[Point-per-instance localization data]
=== Section Start ===

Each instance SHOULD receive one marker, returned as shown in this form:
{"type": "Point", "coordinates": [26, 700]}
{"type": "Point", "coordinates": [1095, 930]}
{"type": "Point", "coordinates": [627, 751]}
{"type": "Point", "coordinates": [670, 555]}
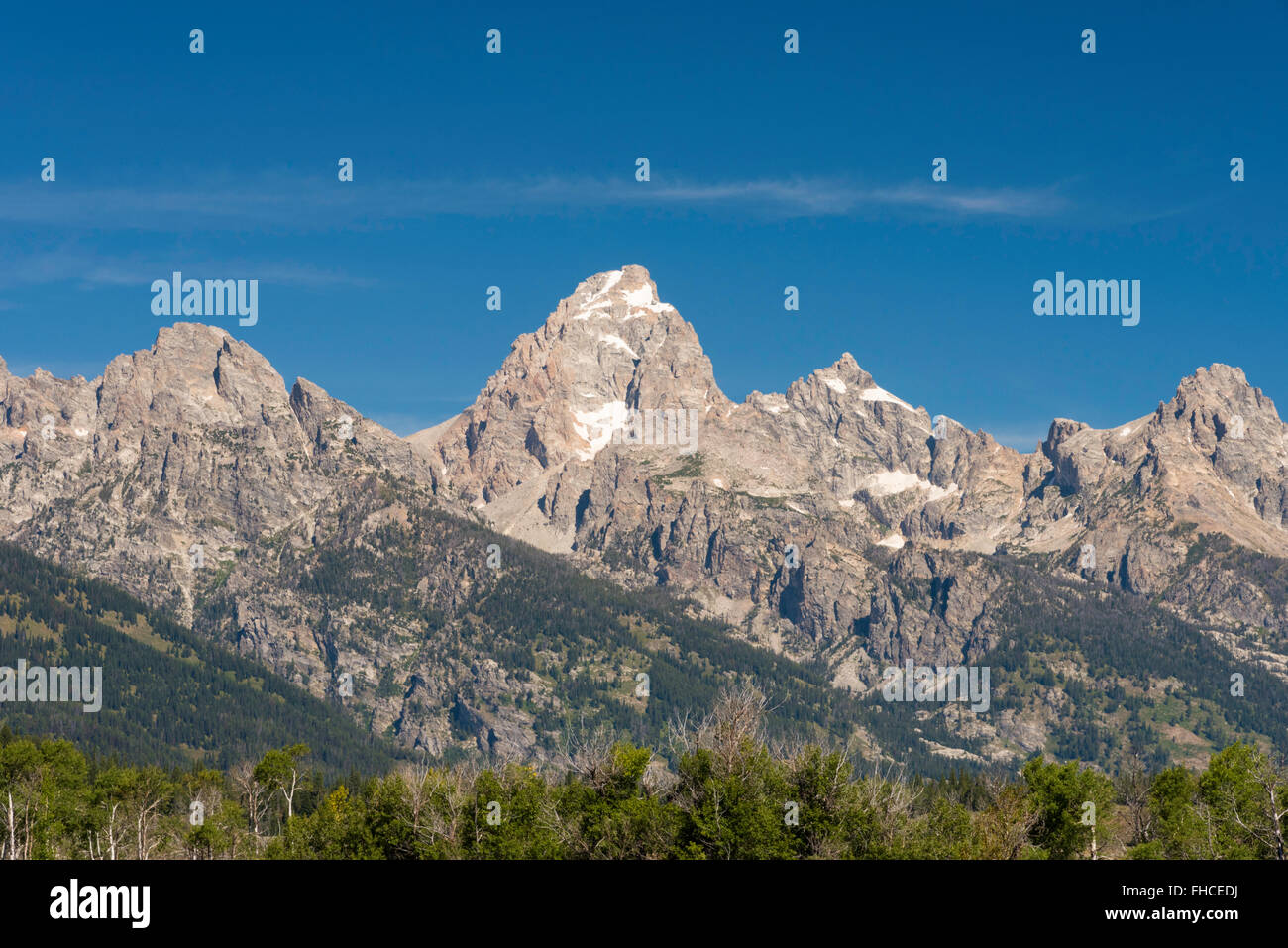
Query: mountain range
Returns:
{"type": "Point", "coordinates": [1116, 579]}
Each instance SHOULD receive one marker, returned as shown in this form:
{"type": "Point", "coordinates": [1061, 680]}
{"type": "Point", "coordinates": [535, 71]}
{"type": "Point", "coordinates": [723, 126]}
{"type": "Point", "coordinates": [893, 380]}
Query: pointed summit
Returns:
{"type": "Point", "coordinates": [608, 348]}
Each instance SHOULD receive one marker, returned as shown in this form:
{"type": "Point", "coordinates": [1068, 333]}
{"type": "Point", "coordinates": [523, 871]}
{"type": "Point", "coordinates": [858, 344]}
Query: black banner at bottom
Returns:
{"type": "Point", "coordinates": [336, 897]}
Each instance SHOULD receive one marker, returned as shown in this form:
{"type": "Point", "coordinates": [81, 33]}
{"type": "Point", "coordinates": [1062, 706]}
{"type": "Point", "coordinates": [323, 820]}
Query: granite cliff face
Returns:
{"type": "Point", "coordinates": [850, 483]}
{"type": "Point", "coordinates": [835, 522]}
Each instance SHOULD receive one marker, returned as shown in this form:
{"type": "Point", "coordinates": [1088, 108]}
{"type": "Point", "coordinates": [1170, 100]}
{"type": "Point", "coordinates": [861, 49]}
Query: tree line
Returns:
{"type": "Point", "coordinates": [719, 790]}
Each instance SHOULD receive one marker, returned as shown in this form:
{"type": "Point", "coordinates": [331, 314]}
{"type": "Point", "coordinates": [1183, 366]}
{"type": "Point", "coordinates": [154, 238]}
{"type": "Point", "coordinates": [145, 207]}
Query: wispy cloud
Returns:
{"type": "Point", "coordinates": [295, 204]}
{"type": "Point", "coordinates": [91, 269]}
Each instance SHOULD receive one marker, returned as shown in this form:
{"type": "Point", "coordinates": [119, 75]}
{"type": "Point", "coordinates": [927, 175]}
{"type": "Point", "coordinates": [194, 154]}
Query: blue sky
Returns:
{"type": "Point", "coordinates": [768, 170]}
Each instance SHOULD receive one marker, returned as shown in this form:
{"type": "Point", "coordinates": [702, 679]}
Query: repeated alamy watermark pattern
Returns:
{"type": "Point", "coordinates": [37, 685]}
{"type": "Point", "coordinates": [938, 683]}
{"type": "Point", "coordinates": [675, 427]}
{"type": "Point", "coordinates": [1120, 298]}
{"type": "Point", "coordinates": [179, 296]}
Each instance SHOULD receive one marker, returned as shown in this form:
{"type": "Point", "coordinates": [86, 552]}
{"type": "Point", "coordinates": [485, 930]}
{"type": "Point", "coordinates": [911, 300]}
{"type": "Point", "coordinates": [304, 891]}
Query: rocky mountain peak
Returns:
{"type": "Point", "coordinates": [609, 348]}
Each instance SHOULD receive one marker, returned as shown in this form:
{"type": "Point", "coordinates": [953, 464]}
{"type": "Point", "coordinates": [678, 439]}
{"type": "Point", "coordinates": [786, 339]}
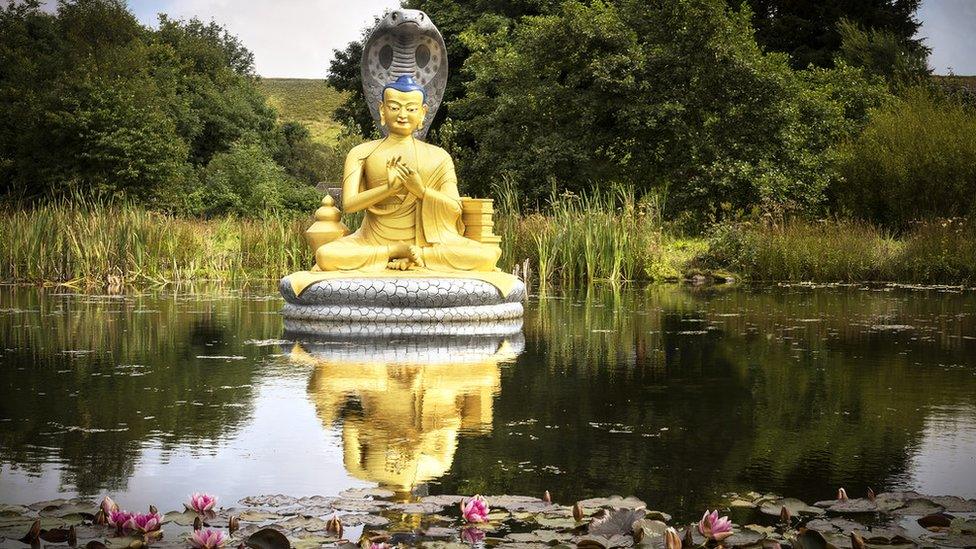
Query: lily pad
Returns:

=== Section End ===

PROBLEM: Leave the pictures out and output the rest of the data word for word.

WRITTEN SOLUTION:
Each instance SHOULD receive one marker, returned as shown in this form:
{"type": "Point", "coordinates": [26, 700]}
{"type": "Point", "coordinates": [1095, 930]}
{"type": "Point", "coordinates": [627, 751]}
{"type": "Point", "coordinates": [670, 555]}
Query: mountain range
Returns:
{"type": "Point", "coordinates": [1116, 579]}
Each instance SHOULD receive one marker, returned as shown in this form:
{"type": "Point", "coordinates": [1061, 680]}
{"type": "Point", "coordinates": [535, 71]}
{"type": "Point", "coordinates": [723, 126]}
{"type": "Point", "coordinates": [893, 380]}
Query: pointed summit
Returns:
{"type": "Point", "coordinates": [608, 348]}
Each instance SHOULD receive one marker, returned as shown in this form:
{"type": "Point", "coordinates": [1068, 333]}
{"type": "Point", "coordinates": [523, 871]}
{"type": "Point", "coordinates": [858, 344]}
Query: black banner at bottom
Returns:
{"type": "Point", "coordinates": [336, 897]}
Each instance SHOULD receive one marker, returned as shown in this form:
{"type": "Point", "coordinates": [81, 33]}
{"type": "Point", "coordinates": [1062, 706]}
{"type": "Point", "coordinates": [323, 820]}
Query: granite cliff face
Returns:
{"type": "Point", "coordinates": [850, 483]}
{"type": "Point", "coordinates": [835, 522]}
Each instance SHOULD receive one marker, returned as shown in this form:
{"type": "Point", "coordinates": [1088, 108]}
{"type": "Point", "coordinates": [1170, 100]}
{"type": "Point", "coordinates": [861, 49]}
Query: tree line
Returns:
{"type": "Point", "coordinates": [719, 790]}
Each instance SHOULD receive one marker, returned as shown in this form:
{"type": "Point", "coordinates": [331, 314]}
{"type": "Point", "coordinates": [1183, 366]}
{"type": "Point", "coordinates": [154, 238]}
{"type": "Point", "coordinates": [145, 207]}
Query: wispy cloud
Returns:
{"type": "Point", "coordinates": [295, 204]}
{"type": "Point", "coordinates": [91, 269]}
Each instance SHOULD receive one marker, returned as shown in this form:
{"type": "Point", "coordinates": [119, 75]}
{"type": "Point", "coordinates": [927, 175]}
{"type": "Point", "coordinates": [194, 154]}
Query: blue sky
Returns:
{"type": "Point", "coordinates": [768, 170]}
Each instance SHOULD receive one marker, returned as shown in this form:
{"type": "Point", "coordinates": [702, 679]}
Query: repeated alamy watermark pattern
Returns:
{"type": "Point", "coordinates": [37, 685]}
{"type": "Point", "coordinates": [938, 683]}
{"type": "Point", "coordinates": [675, 427]}
{"type": "Point", "coordinates": [1120, 298]}
{"type": "Point", "coordinates": [179, 296]}
Each instance SHOULD receive one marker, returned as shown in this form:
{"type": "Point", "coordinates": [86, 552]}
{"type": "Point", "coordinates": [485, 930]}
{"type": "Point", "coordinates": [911, 300]}
{"type": "Point", "coordinates": [304, 891]}
Query: rocky mountain peak
Returns:
{"type": "Point", "coordinates": [609, 348]}
Each instance SHOULD receive one marker, returned as shown in this form:
{"type": "Point", "coordinates": [953, 464]}
{"type": "Point", "coordinates": [678, 439]}
{"type": "Point", "coordinates": [786, 339]}
Query: lily pad
Returns:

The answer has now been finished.